Please set down, exactly, the line with "</instance>" and all lines that follow it through the end of the records below.

**The data**
# # # # # # #

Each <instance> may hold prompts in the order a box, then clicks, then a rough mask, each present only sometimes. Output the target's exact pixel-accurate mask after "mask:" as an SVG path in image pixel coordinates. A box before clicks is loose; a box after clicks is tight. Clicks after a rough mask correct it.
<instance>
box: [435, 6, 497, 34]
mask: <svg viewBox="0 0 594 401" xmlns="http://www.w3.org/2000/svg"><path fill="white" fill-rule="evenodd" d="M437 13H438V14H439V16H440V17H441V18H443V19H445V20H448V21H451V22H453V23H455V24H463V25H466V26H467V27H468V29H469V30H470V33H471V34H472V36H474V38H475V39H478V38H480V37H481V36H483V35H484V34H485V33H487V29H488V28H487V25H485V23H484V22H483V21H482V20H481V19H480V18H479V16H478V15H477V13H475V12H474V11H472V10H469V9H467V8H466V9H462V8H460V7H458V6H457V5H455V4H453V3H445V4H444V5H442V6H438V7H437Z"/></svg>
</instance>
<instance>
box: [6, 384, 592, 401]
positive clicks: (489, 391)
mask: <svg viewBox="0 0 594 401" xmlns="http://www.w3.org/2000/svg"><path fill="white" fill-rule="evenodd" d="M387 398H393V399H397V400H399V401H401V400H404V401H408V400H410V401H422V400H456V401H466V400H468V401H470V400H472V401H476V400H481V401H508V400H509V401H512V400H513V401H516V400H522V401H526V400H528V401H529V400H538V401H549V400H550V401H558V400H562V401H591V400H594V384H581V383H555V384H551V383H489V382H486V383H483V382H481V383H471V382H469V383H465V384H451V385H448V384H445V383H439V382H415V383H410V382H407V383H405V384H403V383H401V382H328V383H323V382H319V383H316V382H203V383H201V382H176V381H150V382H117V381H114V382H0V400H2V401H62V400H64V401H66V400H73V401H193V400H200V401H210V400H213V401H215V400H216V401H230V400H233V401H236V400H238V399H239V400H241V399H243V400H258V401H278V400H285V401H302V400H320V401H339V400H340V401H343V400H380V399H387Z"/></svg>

# # # # # # #

**Your solution**
</instance>
<instance>
box: [6, 384, 592, 401]
positive clicks: (489, 391)
mask: <svg viewBox="0 0 594 401" xmlns="http://www.w3.org/2000/svg"><path fill="white" fill-rule="evenodd" d="M387 398H393V399H397V400H399V401H401V400H404V401H408V400H410V401H422V400H456V401H466V400H468V401H470V400H472V401H476V400H481V401H508V400H509V401H512V400H513V401H516V400H522V401H526V400H528V401H529V400H538V401H549V400H550V401H558V400H562V401H591V400H594V384H581V383H555V384H551V383H489V382H486V383H483V382H481V383H471V382H469V383H465V384H451V385H448V384H445V383H439V382H415V383H410V382H407V383H405V384H403V383H401V382H328V383H323V382H319V383H316V382H203V383H201V382H176V381H150V382H117V381H114V382H0V400H2V401H62V400H64V401H66V400H73V401H193V400H200V401H210V400H213V401H215V400H216V401H230V400H233V401H236V400H238V399H239V400H241V399H243V400H258V401H278V400H285V401H302V400H320V401H339V400H340V401H343V400H380V399H387Z"/></svg>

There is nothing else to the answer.